How realistic is the AI 'fitting', even if done correctly, with those assumptions?

 

[Gaby]

The underlying assumption in the above is that (M_Sun + m_companion) is the same for both orbits, meaning that the effective mass does not change along the whole orbit. Which comes down to what was said earlier, for things to 'fit' in that way, interaction between the Sun and companion needs to be more than just gravitation along the whole orbit

Then, figuring out these forces would be akin to figuring out "Unified Field Theory". Pierre's CliffNotes apply as an introduction to the concepts. His working hypothesis was for a future sun's perihelion, not one that took place in the 17th Century.

The equations could still be used to do calculations and science, send man to the moon and so forth. But do we fundamentally understand what is gravity?

 

[SasaM]

Then, figuring out these forces would be akin to figuring out "Unified Field Theory". Pierre's CliffNotes apply as an introduction to the concepts. His working hypothesis was for a future sun's perihelion, not one that took place in the 17th Century.

■ ENTRIES SUPPLIED
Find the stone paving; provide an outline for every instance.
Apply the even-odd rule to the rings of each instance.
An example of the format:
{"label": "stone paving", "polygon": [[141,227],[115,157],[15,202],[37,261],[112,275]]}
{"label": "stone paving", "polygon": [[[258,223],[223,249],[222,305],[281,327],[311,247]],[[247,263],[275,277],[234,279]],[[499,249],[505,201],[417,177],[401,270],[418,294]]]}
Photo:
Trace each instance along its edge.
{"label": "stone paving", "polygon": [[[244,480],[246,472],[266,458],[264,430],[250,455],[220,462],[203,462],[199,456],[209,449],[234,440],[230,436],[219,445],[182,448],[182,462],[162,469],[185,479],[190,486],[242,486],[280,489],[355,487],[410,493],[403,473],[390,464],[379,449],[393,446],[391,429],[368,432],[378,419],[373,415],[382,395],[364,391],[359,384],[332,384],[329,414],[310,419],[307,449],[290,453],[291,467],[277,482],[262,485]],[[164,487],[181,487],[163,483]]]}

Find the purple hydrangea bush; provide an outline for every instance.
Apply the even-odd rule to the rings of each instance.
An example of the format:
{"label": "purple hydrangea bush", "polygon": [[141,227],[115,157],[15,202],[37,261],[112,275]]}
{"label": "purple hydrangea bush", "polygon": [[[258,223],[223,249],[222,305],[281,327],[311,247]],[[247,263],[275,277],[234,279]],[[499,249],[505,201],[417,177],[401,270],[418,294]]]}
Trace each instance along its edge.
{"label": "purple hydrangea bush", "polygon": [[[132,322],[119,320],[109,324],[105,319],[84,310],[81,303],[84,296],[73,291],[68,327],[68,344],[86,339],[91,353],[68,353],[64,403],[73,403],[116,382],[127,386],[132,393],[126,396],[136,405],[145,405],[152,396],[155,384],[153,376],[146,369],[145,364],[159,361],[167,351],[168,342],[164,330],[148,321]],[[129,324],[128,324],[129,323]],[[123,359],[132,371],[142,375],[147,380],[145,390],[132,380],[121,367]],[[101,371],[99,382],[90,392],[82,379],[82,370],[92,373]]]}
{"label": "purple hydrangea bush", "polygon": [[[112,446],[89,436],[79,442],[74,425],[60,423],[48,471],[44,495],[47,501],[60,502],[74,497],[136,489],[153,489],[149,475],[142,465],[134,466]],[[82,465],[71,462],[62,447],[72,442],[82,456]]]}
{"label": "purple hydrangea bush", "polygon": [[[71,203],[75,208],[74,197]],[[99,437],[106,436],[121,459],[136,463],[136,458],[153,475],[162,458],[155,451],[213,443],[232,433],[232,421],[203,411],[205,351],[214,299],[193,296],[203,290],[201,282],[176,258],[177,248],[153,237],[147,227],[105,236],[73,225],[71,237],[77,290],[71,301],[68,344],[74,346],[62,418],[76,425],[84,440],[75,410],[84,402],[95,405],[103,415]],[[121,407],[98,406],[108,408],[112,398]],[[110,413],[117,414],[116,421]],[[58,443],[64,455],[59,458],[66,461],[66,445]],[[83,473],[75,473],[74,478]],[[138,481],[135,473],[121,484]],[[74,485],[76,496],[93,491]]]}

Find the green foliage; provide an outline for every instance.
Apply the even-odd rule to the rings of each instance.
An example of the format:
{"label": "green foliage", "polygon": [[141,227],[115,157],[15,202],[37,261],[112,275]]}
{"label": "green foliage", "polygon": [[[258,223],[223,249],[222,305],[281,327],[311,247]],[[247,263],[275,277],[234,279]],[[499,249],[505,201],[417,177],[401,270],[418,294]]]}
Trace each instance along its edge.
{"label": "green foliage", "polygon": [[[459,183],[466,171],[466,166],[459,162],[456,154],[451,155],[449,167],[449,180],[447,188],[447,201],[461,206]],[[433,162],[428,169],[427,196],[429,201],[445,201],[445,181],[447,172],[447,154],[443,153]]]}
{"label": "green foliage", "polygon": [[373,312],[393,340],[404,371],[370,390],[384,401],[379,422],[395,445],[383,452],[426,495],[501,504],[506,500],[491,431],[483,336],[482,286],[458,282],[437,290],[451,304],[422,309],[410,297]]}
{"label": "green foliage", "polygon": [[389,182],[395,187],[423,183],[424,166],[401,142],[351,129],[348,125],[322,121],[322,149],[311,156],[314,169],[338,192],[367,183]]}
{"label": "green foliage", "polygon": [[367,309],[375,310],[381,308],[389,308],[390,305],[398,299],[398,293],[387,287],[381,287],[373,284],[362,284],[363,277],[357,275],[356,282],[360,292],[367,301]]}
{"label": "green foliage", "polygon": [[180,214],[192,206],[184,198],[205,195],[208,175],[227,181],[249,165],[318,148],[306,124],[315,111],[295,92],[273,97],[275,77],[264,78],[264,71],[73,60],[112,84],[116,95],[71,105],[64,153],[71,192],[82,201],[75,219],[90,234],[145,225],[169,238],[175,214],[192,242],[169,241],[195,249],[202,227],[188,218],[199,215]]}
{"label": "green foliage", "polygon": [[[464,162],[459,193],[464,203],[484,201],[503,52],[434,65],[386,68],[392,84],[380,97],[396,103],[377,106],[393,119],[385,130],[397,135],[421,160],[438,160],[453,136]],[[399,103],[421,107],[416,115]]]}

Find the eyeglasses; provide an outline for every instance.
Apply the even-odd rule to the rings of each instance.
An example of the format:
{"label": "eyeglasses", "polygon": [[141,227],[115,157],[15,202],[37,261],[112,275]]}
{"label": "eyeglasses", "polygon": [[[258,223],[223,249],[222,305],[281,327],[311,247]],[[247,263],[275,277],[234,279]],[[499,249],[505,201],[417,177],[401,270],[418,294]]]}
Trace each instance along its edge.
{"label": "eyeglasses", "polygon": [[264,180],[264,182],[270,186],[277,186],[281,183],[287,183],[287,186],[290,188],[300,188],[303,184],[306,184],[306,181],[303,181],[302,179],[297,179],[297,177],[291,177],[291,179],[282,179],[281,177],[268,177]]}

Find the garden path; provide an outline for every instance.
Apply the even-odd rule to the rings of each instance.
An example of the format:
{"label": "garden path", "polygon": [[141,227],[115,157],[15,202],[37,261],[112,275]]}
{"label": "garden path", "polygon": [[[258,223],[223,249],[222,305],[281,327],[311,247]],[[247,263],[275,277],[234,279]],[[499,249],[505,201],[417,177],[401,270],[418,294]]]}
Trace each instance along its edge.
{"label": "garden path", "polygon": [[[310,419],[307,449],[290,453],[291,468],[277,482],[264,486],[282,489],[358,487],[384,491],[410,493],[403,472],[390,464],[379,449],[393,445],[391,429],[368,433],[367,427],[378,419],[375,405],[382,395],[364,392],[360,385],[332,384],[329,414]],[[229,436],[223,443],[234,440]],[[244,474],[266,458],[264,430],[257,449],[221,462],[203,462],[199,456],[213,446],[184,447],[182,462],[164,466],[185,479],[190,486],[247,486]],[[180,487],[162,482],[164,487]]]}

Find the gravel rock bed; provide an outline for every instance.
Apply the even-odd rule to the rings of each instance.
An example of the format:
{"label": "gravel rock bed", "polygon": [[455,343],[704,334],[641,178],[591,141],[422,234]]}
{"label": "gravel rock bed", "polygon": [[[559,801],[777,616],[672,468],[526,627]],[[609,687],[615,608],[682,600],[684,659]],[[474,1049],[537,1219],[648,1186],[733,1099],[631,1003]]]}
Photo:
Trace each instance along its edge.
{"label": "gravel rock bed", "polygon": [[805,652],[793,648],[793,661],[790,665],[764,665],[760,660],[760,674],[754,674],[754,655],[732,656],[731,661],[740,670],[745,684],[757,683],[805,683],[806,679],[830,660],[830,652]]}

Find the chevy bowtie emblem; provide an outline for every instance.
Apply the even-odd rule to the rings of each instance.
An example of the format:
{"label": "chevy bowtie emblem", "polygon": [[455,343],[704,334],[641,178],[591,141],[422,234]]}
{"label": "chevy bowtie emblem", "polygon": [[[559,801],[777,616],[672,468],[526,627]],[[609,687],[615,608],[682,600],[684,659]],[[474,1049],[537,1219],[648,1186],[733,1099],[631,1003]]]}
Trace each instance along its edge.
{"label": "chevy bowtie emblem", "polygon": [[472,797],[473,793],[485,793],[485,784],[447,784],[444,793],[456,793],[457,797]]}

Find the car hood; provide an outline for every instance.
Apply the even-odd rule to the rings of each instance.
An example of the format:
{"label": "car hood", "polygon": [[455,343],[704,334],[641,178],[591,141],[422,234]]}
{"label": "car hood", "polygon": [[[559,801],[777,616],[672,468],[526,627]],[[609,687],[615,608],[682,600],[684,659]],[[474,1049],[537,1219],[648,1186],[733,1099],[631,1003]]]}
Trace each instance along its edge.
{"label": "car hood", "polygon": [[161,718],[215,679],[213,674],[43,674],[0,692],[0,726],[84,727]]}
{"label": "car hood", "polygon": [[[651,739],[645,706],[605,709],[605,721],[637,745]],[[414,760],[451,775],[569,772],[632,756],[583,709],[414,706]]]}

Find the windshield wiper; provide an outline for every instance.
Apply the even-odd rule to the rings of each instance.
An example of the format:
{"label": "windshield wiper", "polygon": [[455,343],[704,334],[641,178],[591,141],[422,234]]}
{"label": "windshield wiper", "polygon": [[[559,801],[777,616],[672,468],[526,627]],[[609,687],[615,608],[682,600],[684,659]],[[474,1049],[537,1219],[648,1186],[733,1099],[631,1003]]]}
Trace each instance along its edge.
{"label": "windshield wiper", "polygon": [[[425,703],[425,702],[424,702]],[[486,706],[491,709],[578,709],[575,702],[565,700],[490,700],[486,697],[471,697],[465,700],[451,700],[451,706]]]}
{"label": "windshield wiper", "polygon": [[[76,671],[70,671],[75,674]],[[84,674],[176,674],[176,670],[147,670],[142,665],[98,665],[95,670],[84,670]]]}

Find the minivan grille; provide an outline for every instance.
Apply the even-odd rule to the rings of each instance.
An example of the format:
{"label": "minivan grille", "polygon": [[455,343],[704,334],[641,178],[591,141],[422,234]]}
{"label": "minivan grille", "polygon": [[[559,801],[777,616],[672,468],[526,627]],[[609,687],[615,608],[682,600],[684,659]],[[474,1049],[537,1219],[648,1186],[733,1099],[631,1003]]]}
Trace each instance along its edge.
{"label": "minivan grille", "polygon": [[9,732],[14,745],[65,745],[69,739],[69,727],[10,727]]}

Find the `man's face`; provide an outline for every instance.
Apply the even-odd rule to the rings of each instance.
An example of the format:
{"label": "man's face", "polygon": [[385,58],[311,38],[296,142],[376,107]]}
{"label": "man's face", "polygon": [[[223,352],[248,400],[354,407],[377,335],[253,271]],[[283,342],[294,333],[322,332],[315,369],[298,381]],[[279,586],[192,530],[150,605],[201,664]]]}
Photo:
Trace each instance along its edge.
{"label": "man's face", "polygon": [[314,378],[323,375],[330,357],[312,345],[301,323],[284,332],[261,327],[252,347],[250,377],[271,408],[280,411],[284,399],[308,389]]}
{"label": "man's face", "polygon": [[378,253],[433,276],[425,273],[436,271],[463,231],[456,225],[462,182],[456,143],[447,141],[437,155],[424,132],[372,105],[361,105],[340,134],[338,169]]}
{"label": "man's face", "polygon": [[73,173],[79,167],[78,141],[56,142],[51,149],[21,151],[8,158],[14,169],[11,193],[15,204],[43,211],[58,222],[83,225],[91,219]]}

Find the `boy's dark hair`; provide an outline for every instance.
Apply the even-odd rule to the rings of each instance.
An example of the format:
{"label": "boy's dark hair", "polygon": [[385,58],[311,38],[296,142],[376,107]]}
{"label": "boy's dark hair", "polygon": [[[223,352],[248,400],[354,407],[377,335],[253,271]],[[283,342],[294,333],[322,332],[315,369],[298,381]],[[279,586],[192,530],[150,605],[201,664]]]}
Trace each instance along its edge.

■ WORK REQUIRED
In the thread about the Sun and its companion, do these statements agree with the text? Answer each with yes or no, and quote the deciding words. (a) The assumption treats the effective mass as unchanged along the whole orbit. (b) Pierre's working hypothesis concerned a perihelion that took place in the 17th Century. (c) The equations could still be used to send man to the moon.

■ EXERCISE RESULT
(a) Yes: "meaning that the effective mass does not change along the whole orbit"
(b) No: "His working hypothesis was for a future sun's perihelion, not one that took place in the 17th Century."
(c) Yes: "The equations could still be used to do calculations and science, send man to the moon and so forth."